__THE REQUEST__. Could you give the lines below again with every "pixel location" switched to "pixel coordinates", leaving everything else untouched?

....

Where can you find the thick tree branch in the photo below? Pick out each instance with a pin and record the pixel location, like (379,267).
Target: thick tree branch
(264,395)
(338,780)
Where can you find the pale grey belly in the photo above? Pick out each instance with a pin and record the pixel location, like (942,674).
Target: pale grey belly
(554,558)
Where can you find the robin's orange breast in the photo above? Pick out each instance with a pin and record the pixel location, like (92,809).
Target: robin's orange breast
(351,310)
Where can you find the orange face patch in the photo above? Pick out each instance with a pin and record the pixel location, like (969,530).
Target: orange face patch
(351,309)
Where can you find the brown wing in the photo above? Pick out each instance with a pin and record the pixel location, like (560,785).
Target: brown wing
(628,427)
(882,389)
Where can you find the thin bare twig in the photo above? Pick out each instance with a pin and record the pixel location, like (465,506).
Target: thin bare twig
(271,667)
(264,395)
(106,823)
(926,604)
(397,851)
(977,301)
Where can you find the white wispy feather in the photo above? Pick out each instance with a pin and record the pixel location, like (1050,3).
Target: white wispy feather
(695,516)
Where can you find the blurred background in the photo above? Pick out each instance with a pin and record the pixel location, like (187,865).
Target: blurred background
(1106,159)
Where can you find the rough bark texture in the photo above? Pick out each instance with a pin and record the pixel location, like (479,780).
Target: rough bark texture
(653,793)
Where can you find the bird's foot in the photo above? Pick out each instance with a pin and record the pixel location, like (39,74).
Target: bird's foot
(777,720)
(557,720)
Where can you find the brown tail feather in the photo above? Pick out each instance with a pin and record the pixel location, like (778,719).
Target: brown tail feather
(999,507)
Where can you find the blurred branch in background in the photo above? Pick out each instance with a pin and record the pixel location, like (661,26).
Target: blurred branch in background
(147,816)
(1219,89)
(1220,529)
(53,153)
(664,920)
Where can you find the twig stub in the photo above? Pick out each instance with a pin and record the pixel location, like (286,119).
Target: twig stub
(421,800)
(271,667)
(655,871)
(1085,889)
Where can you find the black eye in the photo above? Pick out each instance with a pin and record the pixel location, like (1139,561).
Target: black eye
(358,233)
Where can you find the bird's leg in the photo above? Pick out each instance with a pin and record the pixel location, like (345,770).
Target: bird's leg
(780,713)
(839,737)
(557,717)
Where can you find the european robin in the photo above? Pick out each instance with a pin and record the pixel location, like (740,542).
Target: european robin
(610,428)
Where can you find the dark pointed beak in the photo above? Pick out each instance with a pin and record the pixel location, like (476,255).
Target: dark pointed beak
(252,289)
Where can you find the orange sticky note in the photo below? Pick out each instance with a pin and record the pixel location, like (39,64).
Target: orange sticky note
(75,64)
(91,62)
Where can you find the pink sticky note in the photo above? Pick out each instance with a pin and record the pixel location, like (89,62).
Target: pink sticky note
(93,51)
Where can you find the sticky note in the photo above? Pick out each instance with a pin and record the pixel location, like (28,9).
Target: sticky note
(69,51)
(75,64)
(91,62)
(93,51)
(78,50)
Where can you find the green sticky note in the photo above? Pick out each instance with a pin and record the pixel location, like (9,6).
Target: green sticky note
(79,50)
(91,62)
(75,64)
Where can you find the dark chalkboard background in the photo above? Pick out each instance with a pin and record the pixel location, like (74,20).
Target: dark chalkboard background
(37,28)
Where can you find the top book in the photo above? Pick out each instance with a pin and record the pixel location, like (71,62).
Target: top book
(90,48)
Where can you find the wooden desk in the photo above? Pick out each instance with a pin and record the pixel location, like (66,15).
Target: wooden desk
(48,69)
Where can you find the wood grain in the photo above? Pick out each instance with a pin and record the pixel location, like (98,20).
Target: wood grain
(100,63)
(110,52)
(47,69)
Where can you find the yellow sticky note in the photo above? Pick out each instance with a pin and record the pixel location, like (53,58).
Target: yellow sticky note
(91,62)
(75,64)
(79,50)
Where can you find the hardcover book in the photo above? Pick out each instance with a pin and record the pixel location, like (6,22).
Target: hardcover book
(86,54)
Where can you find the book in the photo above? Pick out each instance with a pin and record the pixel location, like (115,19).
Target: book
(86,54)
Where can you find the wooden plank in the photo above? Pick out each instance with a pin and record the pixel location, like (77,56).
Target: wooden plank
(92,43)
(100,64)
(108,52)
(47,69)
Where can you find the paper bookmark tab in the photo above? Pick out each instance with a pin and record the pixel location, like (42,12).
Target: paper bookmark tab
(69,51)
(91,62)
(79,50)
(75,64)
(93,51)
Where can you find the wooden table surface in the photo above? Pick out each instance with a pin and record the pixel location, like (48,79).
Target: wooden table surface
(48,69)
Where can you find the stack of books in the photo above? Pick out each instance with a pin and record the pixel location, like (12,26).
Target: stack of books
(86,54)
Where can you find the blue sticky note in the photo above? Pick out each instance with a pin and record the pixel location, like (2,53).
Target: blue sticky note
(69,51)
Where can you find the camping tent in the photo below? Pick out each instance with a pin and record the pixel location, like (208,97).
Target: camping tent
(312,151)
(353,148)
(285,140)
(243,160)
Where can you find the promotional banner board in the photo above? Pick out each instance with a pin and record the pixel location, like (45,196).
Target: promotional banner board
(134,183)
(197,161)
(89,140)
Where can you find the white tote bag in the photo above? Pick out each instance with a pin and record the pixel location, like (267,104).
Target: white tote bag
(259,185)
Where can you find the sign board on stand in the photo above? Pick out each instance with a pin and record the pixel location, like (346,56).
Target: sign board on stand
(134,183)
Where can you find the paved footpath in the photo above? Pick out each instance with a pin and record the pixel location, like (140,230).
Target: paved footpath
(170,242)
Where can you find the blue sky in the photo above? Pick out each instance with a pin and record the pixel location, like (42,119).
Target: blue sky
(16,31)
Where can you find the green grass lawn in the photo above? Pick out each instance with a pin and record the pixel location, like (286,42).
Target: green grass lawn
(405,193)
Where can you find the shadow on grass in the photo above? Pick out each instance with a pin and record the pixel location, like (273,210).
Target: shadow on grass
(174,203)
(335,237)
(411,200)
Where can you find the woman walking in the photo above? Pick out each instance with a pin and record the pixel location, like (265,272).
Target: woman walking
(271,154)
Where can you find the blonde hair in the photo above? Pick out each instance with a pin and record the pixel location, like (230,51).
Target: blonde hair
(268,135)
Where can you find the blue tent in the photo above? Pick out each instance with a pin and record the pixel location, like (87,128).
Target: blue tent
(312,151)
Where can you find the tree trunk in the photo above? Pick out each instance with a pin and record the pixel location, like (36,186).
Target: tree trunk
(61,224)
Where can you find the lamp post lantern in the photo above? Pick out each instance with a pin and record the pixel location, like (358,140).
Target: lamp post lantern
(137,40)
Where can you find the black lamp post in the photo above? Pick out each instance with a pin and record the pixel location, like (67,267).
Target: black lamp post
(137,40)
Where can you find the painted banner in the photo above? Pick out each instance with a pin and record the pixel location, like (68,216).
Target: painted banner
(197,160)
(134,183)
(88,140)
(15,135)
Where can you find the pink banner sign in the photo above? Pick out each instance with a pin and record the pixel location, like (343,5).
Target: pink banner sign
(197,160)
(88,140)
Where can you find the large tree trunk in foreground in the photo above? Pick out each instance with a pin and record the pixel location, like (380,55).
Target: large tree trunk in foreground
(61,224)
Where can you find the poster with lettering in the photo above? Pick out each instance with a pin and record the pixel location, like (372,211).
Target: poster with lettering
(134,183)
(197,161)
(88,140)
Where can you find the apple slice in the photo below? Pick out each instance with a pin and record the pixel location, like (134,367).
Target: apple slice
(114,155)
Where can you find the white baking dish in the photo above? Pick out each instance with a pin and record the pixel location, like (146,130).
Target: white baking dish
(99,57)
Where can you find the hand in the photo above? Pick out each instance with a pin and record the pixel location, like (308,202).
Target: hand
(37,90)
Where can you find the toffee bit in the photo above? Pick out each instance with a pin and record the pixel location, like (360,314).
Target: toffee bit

....

__RESPONSE FOR THIS EXERCISE__.
Where can you find the thick tree branch in the photo below? Pick out each instance with a pin and record the pixel coordinates, like (379,267).
Target: thick tree branch
(264,395)
(338,780)
Where can you find the pale grey belly in the photo above? Pick out each instance with a pin and record the pixel coordinates, like (942,674).
Target: pale grey belly
(554,558)
Where can you find the robin's orange breast in the photo above? Pick out each instance with a pin and record the pixel coordinates, like (92,809).
Target: robin's orange breast
(351,310)
Where can you find the orange face patch in the photo above? Pick out each instance with a pin and record the pixel coordinates, like (969,530).
Target: orange face patch
(351,309)
Where can you find the brown wing in the photo above? Pick out each instance with a pin and record the pixel coordinates, like (560,785).
Target: brown wing
(628,427)
(882,389)
Where can you find the thin bare twig in the photo above? Pick out each instance with a pin and record the pixel coordinates, like (465,506).
Target: thin bare twig
(271,667)
(264,395)
(106,823)
(926,604)
(397,851)
(977,301)
Where can you find the white wispy feather in the photo above? Pick out each instance with a pin and record the pixel coordinates, like (1050,3).
Target: white wispy feather
(695,516)
Where can you find the blurred background in the photo above? Pick out each instance with a pin and record the pixel coordinates, like (187,865).
Target: blurred background
(1106,159)
Where can you find the rough bark texture in the photo above? Pick out each instance with a pin and record the pixel coordinates, like (479,780).
Target: rough bark texture
(653,793)
Where can you find the bird's foot in the photo above? Pick out each instance with a pin and record the pixel coordinates, like (39,74).
Target: bird's foot
(777,720)
(557,720)
Where can you find the brown tail feather in the photo above? Pick out each instance with a pin and record the pixel coordinates, like (778,719).
Target: brown tail feather
(999,507)
Where can you find the blurred branch in background in the photo above? Pick out each instance with a pin and record the pixel coordinates, like (661,26).
Target: blurred branch in background
(147,816)
(1219,89)
(1220,529)
(53,153)
(664,920)
Where can you find the twig stub in the photo above? Pick out each instance with a pin and record the pixel coordinates, like (286,119).
Target: twig stub
(421,800)
(271,667)
(655,871)
(1085,889)
Where can you find the black eye in the photo above? Pick out each instance with a pin and record the pixel coordinates, like (1139,561).
Target: black eye
(358,233)
Where can you find the bird's leg in the photo above? Pick out each instance with a pin and record the pixel coordinates, like (345,770).
Target: bird's leg
(780,713)
(839,737)
(557,717)
Where can you find the european robin in the photo above? Pick out each instance with a pin and record the pixel coordinates, like (740,542).
Target: european robin
(610,428)
Where can you find the dark pointed beak in the photo above? Pick out each instance with a pin and record the pixel coordinates, like (476,255).
Target: dark pointed beak
(252,289)
Where can you find the orange sticky note in the photo below? Pick out each instance with a pin and record the pixel coordinates, like (39,64).
Target: orange sticky note
(75,64)
(91,62)
Where can you find the pink sticky note in the photo above? Pick out each instance with a pin and record the pixel coordinates, like (89,62).
Target: pink sticky note
(93,51)
Where can you find the sticky note in the photo above? Pick out each instance with a pin and record the pixel coordinates, like (28,9).
Target: sticky note
(69,51)
(75,64)
(91,62)
(93,51)
(78,50)
Where can you find the green sticky note in the photo above? Pick out each instance with a pin and record the pixel coordinates, like (9,6).
Target: green sticky note
(79,50)
(91,62)
(75,64)
Where can you find the dark chalkboard background in the photo above? Pick out each instance with a pin and record the pixel coordinates, like (74,20).
Target: dark chalkboard background
(37,28)
Where can you find the top book in the photo above? Pick out each instance with a pin and record the pixel coordinates, like (71,62).
Target: top book
(90,48)
Where can you find the wooden desk in the photo above? Pick out each instance with a pin and record the pixel coordinates, like (66,15).
Target: wooden desk
(48,69)
Where can you find the wood grain in the photo above? Pick out each instance with a pin and record the pixel coordinates, like (98,20).
Target: wood grain
(100,63)
(110,52)
(47,69)
Where can you find the yellow sticky note in the photo above? Pick out each instance with a pin and record the pixel coordinates, like (53,58).
Target: yellow sticky note
(91,62)
(75,64)
(79,50)
Where can you find the hardcover book in the photo above? Pick out each instance with a pin and record the pixel coordinates, like (6,22).
Target: hardcover book
(86,54)
Where can you find the book in the photo above? Pick out each instance with a pin and record the pixel coordinates, like (115,19).
Target: book
(86,54)
Where can you find the wooden plank in the photo above? Pick out each instance with a pin and record the pixel coordinates, like (77,56).
Target: wooden plank
(92,43)
(100,64)
(108,52)
(47,69)
Where can you find the paper bookmark tab in the photo above? Pick out each instance with a pin and record the pixel coordinates, like (42,12).
Target: paper bookmark tab
(69,51)
(91,62)
(79,50)
(75,64)
(93,51)
Where can you find the wooden table surface in the photo above? Pick out each instance with a pin and record the pixel coordinates, like (48,79).
Target: wooden table surface
(48,69)
Where can you find the stack of books in the photo above? Pick out each instance with a pin and record the pixel coordinates, like (12,26).
Target: stack of books
(86,54)
Where can you find the blue sticky note in the photo above? Pick out each instance with a pin and record the pixel coordinates, like (2,53).
Target: blue sticky note
(69,51)
Where can you find the camping tent in the photo below? Pick out each instance with a pin and record the pixel coordinates, like (208,97).
Target: camping tent
(312,151)
(353,148)
(285,140)
(243,160)
Where can you find the promotional banner board in the photo above? Pick out each instance with a pin and record the pixel coordinates, like (45,196).
Target: promotional banner board
(134,183)
(197,161)
(89,140)
Where can you find the white tote bag in the photo above? Pick out each instance with a pin and record the pixel coordinates, like (267,104).
Target: white tote bag
(259,185)
Where can you find the sign board on stand in the photo above? Pick out each instance with a pin and record the pixel coordinates, like (346,56).
Target: sign board on stand
(134,183)
Where can you find the paved footpath in the photo above? Pick out each instance with a pin and record the pixel coordinates, like (140,230).
Target: paved footpath
(170,242)
Where can you find the blue sky in the photo above? Pick out each instance with a pin and record the pixel coordinates, like (42,119).
Target: blue sky
(16,31)
Where can you find the green grass lawn in the photo above? Pick out each instance with a pin and record the pixel coordinates, like (286,42).
Target: green grass lawn
(405,193)
Where can you find the shadow on grass in the photo above? Pick out each instance with a pin and record the pixel coordinates, like (273,210).
Target: shadow on grass
(174,203)
(335,237)
(411,200)
Where can you find the woman walking in the photo above? Pick out each instance with a pin and record the pixel coordinates, like (265,272).
Target: woman walking
(271,154)
Where can you find the blonde hair in the photo above? Pick out each instance with a pin and record the pixel coordinates, like (230,51).
Target: blonde hair
(268,135)
Where can you find the blue tent in the photo above? Pick out each instance with a pin and record the pixel coordinates, like (87,128).
Target: blue tent
(312,151)
Where can you find the tree trunk in the photo above? Pick out each instance with a pin and record the pixel coordinates, like (36,186).
Target: tree trunk
(61,224)
Where can you find the lamp post lantern in the photo above? Pick out each instance with a pin and record the pixel coordinates, like (358,140).
Target: lamp post lantern
(137,40)
Where can you find the black lamp post in the photo above? Pick out each instance with a pin and record the pixel coordinates, like (67,267).
Target: black lamp post
(137,40)
Where can you find the painted banner in the photo above? Pick out each instance with a pin and record the pixel coordinates, like (68,216).
Target: painted banner
(197,160)
(134,183)
(88,140)
(15,135)
Where can you find the pink banner sign in the photo above? Pick out each instance with a pin and record the pixel coordinates, like (343,5).
Target: pink banner sign
(197,160)
(88,140)
Where can you find the large tree trunk in foreground in the photo above? Pick out each instance with a pin and record the pixel coordinates, like (380,55).
Target: large tree trunk in foreground
(61,224)
Where can you find the poster with lettering in the photo above? Pick out each instance with a pin and record the pixel coordinates, like (372,211).
Target: poster with lettering
(134,183)
(197,161)
(88,140)
Where can you find the apple slice in the photo below? Pick out each instance with a pin and record the pixel coordinates, like (134,367).
Target: apple slice
(114,155)
Where can you find the white baking dish in the photo above? Pick out each instance with a pin and record the pixel coordinates, like (146,130).
Target: white baking dish
(99,57)
Where can you find the hand in the photo above? Pick out each instance with a pin and record the pixel coordinates, like (308,202).
Target: hand
(37,90)
Where can you find the toffee bit in the photo above? Pick out each instance with a pin and record the pixel coordinates, like (360,314).
Target: toffee bit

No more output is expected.